Job 1
In the blog posts, what did the sign on the truck door say?
Job 2
Reproduce the blog posts from "Wednesday, September 12, 2012" up to and including "said Ampersand Apiaries.".

Passage provided
******
Thursday, October 18, 2012

A Short Walk in the Double Ditch Kush.

 

The dog said, "get off the couch, Bob."
 
 
"There's tons of deer in the pasture.
 
 

Look in the river,

 
 
 
the trout are as big as aligators. Everwhere you look,
 
 
 
the colors are amazing."



Sunday, September 30, 2012

They Eat Cars, Don't They.

 
We wandered off the river and and the dog said, don't go there. 
(click on pics to enlarge)

A '48 Pontiac screamed for help
 
Bushes strangled an innocent '56 Ford
 
 
Behind the '55 Roadmasher a mystery car was breaking away
 
 
The dog said it was a Terraplane.  But I'm not sure.
 
 
 
 

Thursday, September 20, 2012

Poachers!!!!

(click to enlarge) 
The dog said let's walk out to the river.  I want to show you something.


 
 He led me through the hall of fallen heros and
 

 
 stopped for a drink at an underground creek where it comes up for air
 

 
Look straight ahead, he said. There's a deer stand leaning against the tree.  Like shooting fish in a barrel he said.
 
 

Wednesday, September 12, 2012

The Birds & Bees of Montana



The dog led me to a truck in the upper pasture by the bee hives.  The sign on the truck door said Ampersand Apiaries.

 












The bee keeper said he and his crew were "gonna scrape honey."

















  "Those bees'll be mad as hell. You better give 'em a wide berth."
******
Segmentation dataset entries:
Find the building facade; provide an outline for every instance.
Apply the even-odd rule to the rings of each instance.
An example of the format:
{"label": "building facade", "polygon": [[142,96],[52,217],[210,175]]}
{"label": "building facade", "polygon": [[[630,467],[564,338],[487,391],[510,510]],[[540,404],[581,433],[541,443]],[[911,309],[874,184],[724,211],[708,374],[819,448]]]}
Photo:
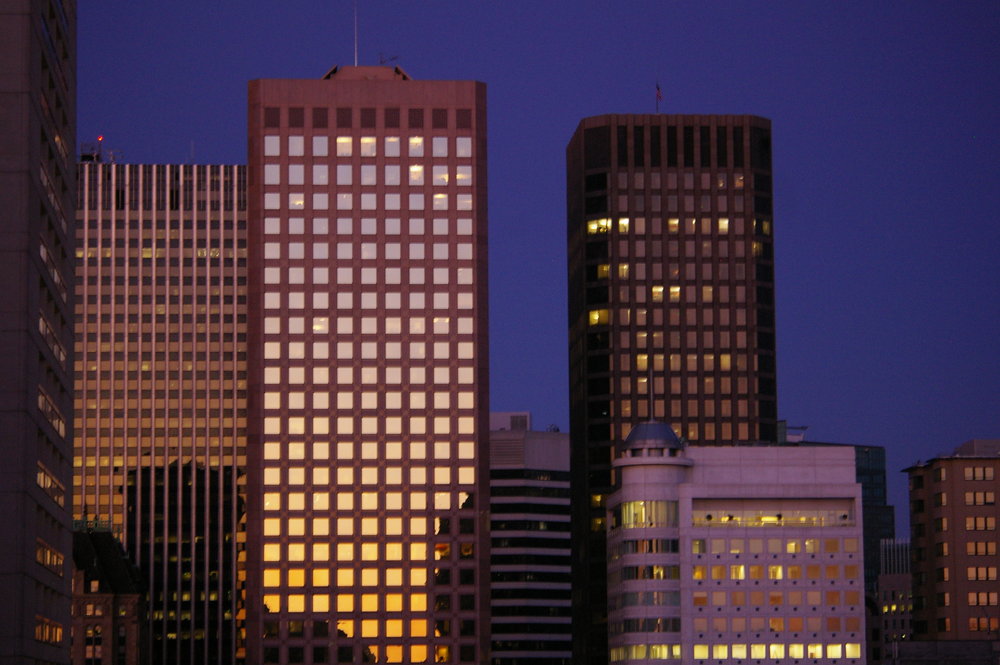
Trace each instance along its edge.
******
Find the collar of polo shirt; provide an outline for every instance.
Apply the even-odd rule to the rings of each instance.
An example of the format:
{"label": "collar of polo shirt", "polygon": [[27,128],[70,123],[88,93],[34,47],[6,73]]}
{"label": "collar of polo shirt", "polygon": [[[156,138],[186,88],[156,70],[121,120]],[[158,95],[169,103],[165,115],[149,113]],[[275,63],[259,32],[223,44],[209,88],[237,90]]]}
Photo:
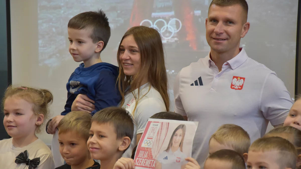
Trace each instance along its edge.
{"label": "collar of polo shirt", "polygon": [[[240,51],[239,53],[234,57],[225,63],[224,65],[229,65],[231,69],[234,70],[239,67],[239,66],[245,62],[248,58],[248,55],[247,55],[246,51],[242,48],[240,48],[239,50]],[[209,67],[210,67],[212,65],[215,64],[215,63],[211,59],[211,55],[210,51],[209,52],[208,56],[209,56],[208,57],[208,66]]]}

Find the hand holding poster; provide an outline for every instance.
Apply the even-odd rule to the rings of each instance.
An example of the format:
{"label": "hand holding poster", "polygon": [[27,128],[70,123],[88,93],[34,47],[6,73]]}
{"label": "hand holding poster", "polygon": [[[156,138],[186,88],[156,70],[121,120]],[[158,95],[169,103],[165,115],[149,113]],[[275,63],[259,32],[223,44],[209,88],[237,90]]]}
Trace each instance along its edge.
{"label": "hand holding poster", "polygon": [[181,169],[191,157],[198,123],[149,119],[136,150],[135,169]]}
******
Final answer 1
Ampersand Apiaries.

Final answer 2
Wednesday, September 12, 2012

The Birds & Bees of Montana



The dog led me to a truck in the upper pasture by the bee hives.  The sign on the truck door said Ampersand Apiaries.